▶ _Dataset rows_
------

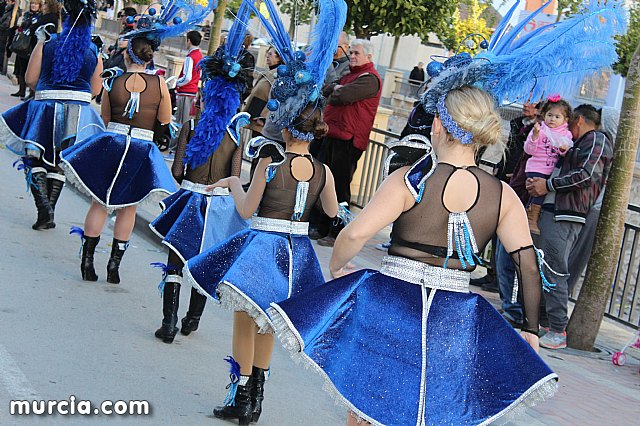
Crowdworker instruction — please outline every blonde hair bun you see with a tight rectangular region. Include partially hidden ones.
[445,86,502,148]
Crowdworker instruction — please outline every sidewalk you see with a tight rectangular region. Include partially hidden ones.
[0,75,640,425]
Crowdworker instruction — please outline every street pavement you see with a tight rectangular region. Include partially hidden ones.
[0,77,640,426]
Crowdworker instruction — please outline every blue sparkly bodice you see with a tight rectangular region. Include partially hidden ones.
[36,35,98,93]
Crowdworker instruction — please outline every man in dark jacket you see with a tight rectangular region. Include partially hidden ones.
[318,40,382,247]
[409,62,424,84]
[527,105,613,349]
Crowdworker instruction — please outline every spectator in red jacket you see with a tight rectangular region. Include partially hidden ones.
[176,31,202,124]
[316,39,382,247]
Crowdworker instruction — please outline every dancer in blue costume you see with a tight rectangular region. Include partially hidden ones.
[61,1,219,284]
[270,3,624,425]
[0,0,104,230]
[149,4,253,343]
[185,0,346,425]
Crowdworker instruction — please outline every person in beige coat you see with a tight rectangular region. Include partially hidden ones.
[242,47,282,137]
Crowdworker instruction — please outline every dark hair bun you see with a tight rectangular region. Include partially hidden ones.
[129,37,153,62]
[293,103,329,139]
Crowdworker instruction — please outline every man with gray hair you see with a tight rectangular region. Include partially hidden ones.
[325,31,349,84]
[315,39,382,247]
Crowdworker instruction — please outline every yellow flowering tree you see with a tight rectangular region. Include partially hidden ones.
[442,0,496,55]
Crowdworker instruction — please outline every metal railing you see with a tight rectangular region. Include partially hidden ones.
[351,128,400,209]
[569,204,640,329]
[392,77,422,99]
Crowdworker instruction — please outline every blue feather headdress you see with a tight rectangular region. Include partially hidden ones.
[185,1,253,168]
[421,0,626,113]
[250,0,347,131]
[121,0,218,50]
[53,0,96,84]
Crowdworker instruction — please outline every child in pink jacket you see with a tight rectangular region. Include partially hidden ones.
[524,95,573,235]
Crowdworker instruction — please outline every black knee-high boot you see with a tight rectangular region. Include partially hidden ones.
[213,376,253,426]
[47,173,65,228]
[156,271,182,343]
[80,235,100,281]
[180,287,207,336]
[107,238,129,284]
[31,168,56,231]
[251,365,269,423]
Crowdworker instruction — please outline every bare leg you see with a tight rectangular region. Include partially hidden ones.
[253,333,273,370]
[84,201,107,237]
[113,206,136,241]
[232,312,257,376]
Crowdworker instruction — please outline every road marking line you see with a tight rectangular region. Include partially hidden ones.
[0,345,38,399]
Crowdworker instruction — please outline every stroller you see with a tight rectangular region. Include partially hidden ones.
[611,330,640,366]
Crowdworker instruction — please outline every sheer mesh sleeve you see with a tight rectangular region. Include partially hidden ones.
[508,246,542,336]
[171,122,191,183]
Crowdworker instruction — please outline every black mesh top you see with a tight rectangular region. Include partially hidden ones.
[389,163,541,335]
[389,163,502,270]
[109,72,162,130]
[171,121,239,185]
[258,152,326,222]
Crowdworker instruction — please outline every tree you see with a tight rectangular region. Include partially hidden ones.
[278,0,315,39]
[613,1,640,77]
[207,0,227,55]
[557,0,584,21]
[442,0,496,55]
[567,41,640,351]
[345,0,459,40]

------

Copy the entries from the line with "Crowdworker instruction — please outline every metal" to the line with "[392,77,422,99]", inclusive, keeping each request unchanged and increasing every bounding-box coordinate by 75.

▶ _Response to the task_
Crowdworker instruction — please outline every metal railing you see with a tight rectangular region. Include partially hidden ones.
[426,203,475,284]
[644,279,715,404]
[467,152,497,174]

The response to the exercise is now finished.